> Requirement: Can you copy, word for word, the passage of the earnings call transcript that opens with the words "Given our seasonality" and closes with "a surprise either."?

Selected excerpt start

Should we expect to see a generally expensive gross margin trend through the remainder of the year?.
I think you should continue to think of the gross margins as we’ve talked about in the 55% to 57% on an overall basis. The service margins for the quarter were slightly lower given some of the investments that we made in the European community as well as some higher warranty costs on our first year new products.
But I think you’ll continue to see that in that range, Patrick..
Great. Thank you. Good luck..
Thanks, Patrick..
We’ll take the next question from Mark Jordan with Noble Financial. Please go ahead..
Good morning, gentlemen. A question on the account manager numbers. You’ve only grown on a net basis one rep in the first six months of the year. I’m curious as to what your overall plans are with regards to sales rep growth for the year? And by the way congratulations on the significant improvement productivity results..
Thanks, Mark. Yes, so I think what you would expect to see is we always target sort of the mid-teens growth rate on the account manager basis for the year. We’d have to get pretty aggressive in the second half to have mid-teens for the full year.
But I think when you look at how we’re adding account managers right now, the people that are coming on board we clearly anticipate adding value in the tail end of second quarter and predominately third and fourth quarters of next year. So you will see account manager increases for sure. It’s mostly in preparation for 2015 volume at this point..
Okay. On the R&D front, there was a significant sequential increase.
What percent of your R&D dollars is contracted out? And where do you see the absolute dollar spend going in the third and fourth quarters relative to the second?.
So let me take the second question. Then Jay, you can talk about contracting out. I think from an absolute perspective dollar-wise, you should think about R&D in the second half as slightly higher from the first half. As we’ve communicated we’re really investing in this in 2014.
Given our seasonality as a percentage of revenue, you should think about it as fairly flat to where you’re seeing it in Q2. Obviously it’s a little bit higher potentially in Q3 which is slightly lower in Q4..
Relative to the percent that’s contracted out, I don’t think we’ve ever disclosed the exact percentage. I would tell you that it’s relatively small. It’s not immaterial which would not be a surprise either.
Our strategy continues to be that we want to own the bulk of the extra piece where it makes sense than what we tend to contract out is really unique, specifics are one-off developments where it does not make sense to maintain one or two or three heads in a particular functional area for a short time period.
So it’s things where we know and it’s eight months worth of work that doesn’t make sense for us to own that personally as we won’t need that to be done again for two more years and we’re not going to have them sitting around just for the sake of having that expertise.
So that’s where we draw the dividing line but it’s still a relatively small portion of the overall step..
Okay. Final question from me.
CAD Zone, could you talk about what the size of investment does it represent? And secondly, how long will it take you to deliver an integrated platform?.
So let me take the first question and then Jay, you can add on to the second piece of it. We did not disclose financial terms on the acquisition but we did disclose in our Q that the average annual revenue of the company currently is about $1 million. So from a materiality perspective, it’s small..

Selected excerpt end
Material provided start

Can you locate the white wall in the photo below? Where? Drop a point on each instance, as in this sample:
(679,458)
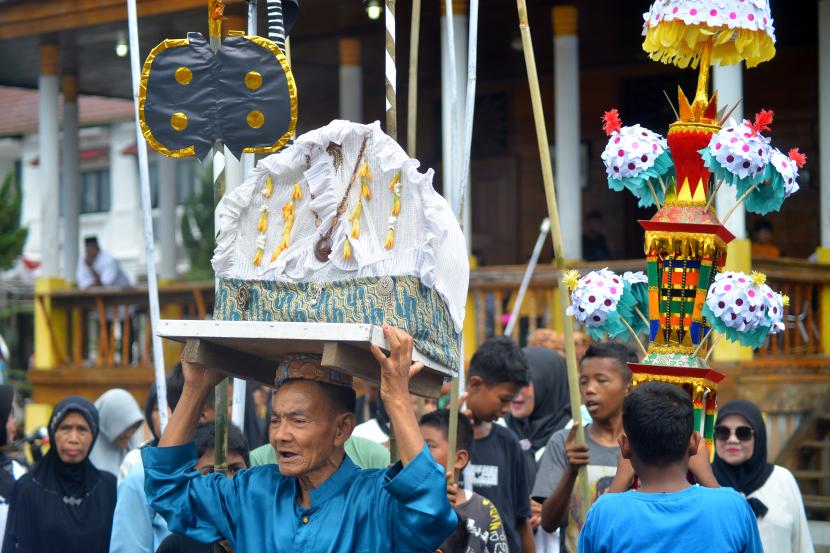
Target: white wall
(119,230)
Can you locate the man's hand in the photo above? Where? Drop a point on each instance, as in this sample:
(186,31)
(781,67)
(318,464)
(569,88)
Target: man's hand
(453,492)
(395,372)
(577,453)
(535,514)
(200,377)
(397,369)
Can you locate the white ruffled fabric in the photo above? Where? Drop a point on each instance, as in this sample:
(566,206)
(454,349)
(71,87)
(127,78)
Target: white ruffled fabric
(428,244)
(753,15)
(632,150)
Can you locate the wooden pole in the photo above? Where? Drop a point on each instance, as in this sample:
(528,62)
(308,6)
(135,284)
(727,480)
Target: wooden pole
(558,247)
(391,72)
(412,96)
(147,219)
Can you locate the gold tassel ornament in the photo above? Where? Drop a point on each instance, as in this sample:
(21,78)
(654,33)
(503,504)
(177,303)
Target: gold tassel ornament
(268,187)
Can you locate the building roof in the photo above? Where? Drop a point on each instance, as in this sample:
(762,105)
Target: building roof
(20,110)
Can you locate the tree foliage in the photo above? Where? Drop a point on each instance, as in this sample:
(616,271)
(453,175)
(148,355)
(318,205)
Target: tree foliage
(12,235)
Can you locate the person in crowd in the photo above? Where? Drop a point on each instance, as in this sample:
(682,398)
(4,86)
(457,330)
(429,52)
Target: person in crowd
(594,244)
(666,513)
(318,500)
(10,470)
(98,268)
(238,459)
(771,490)
(540,409)
(120,418)
(763,244)
(604,380)
(64,503)
(173,386)
(498,370)
(480,528)
(136,527)
(551,339)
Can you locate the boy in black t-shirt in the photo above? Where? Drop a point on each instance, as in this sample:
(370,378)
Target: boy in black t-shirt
(498,370)
(480,529)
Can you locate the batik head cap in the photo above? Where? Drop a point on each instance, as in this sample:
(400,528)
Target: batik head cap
(740,30)
(308,367)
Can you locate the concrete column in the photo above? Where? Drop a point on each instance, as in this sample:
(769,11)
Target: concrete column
(70,166)
(453,116)
(729,83)
(824,155)
(566,127)
(351,81)
(167,218)
(824,117)
(49,159)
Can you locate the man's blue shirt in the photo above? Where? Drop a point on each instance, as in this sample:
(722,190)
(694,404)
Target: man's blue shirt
(403,509)
(696,519)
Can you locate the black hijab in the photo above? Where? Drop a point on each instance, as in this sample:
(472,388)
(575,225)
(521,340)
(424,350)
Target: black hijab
(6,470)
(753,473)
(61,506)
(552,405)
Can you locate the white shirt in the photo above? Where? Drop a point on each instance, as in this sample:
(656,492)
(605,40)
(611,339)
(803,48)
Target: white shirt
(107,268)
(784,528)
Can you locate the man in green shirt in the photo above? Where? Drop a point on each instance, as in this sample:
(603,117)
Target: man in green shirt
(365,453)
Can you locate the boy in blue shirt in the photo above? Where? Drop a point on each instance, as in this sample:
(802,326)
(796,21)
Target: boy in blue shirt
(666,513)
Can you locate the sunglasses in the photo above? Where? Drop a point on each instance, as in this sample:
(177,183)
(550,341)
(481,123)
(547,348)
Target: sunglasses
(743,433)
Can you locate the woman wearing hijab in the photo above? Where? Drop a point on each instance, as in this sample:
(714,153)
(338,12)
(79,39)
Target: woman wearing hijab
(64,504)
(120,418)
(771,490)
(10,470)
(540,409)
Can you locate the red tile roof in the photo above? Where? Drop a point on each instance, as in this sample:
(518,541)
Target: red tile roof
(19,110)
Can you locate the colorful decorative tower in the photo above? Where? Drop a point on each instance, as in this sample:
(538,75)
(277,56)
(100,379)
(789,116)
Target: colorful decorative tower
(684,294)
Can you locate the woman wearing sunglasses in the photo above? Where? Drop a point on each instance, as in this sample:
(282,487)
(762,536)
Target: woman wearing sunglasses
(771,490)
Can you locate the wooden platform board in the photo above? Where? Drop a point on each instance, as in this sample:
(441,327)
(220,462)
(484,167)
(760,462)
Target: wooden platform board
(252,349)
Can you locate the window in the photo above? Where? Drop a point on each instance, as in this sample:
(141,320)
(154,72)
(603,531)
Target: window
(95,190)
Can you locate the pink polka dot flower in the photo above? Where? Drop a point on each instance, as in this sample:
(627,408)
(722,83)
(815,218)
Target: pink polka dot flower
(635,158)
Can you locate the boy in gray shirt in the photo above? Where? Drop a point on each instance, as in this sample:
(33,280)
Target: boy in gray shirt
(604,380)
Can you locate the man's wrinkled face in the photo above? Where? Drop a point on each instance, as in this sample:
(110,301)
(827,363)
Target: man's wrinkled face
(304,430)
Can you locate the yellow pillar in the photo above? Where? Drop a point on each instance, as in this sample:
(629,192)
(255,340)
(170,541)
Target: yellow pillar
(738,258)
(823,255)
(51,328)
(470,332)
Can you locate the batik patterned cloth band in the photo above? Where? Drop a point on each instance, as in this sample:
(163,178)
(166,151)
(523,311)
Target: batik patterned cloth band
(308,367)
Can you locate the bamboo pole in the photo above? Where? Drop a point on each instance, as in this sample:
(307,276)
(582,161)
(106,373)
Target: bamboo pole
(558,247)
(391,72)
(147,218)
(412,96)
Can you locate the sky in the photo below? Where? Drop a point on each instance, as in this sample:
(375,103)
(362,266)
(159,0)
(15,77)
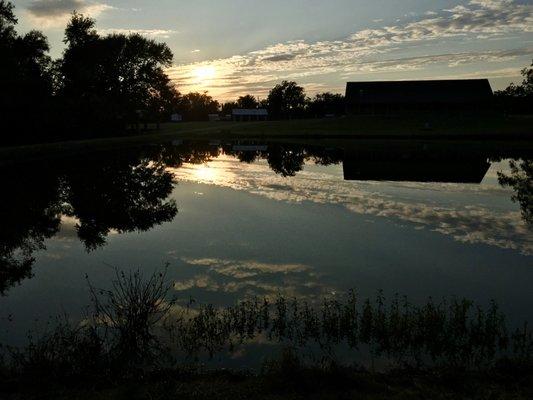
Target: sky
(235,47)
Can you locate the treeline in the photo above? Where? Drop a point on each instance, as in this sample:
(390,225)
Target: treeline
(101,84)
(106,84)
(517,99)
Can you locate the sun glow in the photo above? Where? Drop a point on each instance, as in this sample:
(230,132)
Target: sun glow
(204,73)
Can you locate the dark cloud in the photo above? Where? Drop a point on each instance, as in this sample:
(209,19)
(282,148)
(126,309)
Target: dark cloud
(280,57)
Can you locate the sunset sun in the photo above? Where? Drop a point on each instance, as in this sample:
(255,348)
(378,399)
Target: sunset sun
(204,73)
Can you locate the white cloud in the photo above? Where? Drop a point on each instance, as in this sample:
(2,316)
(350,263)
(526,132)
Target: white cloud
(155,33)
(468,223)
(56,13)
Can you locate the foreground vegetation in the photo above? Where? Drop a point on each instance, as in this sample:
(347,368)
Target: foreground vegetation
(136,341)
(317,129)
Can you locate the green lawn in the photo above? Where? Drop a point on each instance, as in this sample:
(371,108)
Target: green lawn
(340,128)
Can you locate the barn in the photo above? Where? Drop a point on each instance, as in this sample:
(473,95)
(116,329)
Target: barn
(251,114)
(404,97)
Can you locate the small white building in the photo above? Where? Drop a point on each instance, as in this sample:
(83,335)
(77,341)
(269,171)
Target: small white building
(249,114)
(176,117)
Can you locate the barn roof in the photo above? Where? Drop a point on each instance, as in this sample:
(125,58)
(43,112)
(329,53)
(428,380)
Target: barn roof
(431,91)
(250,112)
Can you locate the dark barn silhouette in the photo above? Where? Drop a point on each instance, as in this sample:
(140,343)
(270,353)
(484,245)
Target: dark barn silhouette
(465,96)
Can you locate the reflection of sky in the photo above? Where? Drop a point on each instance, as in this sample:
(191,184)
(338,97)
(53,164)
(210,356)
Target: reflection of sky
(242,230)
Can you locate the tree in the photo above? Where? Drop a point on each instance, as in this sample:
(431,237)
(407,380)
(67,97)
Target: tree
(521,181)
(111,81)
(286,100)
(227,108)
(197,106)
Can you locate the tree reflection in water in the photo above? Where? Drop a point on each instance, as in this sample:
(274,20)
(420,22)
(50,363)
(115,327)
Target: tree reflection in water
(30,213)
(122,193)
(520,179)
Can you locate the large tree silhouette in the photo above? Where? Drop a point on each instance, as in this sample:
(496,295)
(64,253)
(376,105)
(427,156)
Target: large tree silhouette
(25,81)
(108,82)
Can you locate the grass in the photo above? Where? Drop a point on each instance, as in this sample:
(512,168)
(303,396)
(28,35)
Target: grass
(134,344)
(340,128)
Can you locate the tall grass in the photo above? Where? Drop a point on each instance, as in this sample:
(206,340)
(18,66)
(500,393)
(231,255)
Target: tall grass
(134,327)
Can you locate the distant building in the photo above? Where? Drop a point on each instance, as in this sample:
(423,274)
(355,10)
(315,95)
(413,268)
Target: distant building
(176,117)
(400,97)
(249,114)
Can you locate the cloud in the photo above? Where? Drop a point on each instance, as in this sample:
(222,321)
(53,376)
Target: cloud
(252,277)
(378,50)
(467,223)
(55,13)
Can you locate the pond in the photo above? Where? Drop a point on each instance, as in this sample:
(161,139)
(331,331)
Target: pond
(235,218)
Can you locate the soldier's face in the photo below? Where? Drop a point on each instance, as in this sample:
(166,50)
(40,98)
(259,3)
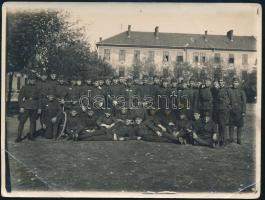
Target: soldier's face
(207,118)
(88,82)
(128,122)
(196,116)
(73,82)
(167,112)
(221,83)
(123,111)
(184,85)
(53,76)
(107,82)
(165,84)
(182,116)
(101,82)
(50,98)
(138,121)
(32,81)
(44,77)
(216,84)
(236,84)
(79,82)
(157,81)
(73,113)
(107,115)
(96,83)
(90,113)
(207,83)
(174,84)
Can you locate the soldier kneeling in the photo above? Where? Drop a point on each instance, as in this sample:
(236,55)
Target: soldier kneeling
(51,113)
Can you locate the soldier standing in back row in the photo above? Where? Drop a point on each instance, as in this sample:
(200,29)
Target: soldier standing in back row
(222,110)
(205,98)
(238,110)
(29,104)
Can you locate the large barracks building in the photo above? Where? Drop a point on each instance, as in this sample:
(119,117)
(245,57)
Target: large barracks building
(166,50)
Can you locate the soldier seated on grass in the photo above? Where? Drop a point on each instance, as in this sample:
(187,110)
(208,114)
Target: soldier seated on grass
(205,132)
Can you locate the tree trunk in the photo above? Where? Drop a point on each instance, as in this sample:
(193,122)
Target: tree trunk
(9,92)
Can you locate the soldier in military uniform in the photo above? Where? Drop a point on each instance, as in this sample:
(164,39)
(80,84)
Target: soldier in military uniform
(74,125)
(30,106)
(238,110)
(51,113)
(182,129)
(44,89)
(150,129)
(205,132)
(124,124)
(222,110)
(205,98)
(91,131)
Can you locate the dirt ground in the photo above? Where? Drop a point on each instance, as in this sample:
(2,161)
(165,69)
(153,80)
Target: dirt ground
(43,164)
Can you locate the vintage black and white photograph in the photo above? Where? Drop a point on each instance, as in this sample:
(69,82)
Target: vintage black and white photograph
(131,100)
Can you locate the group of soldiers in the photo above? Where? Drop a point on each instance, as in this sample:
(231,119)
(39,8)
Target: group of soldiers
(212,109)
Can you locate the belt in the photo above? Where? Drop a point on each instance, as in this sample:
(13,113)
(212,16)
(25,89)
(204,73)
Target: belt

Material provided end

> The result:
Given our seasonality as a percentage of revenue, you should think about it as fairly flat to where you’re seeing it in Q2. Obviously it’s a little bit higher potentially in Q3 which is slightly lower in Q4..
Relative to the percent that’s contracted out, I don’t think we’ve ever disclosed the exact percentage. I would tell you that it’s relatively small. It’s not immaterial which would not be a surprise either.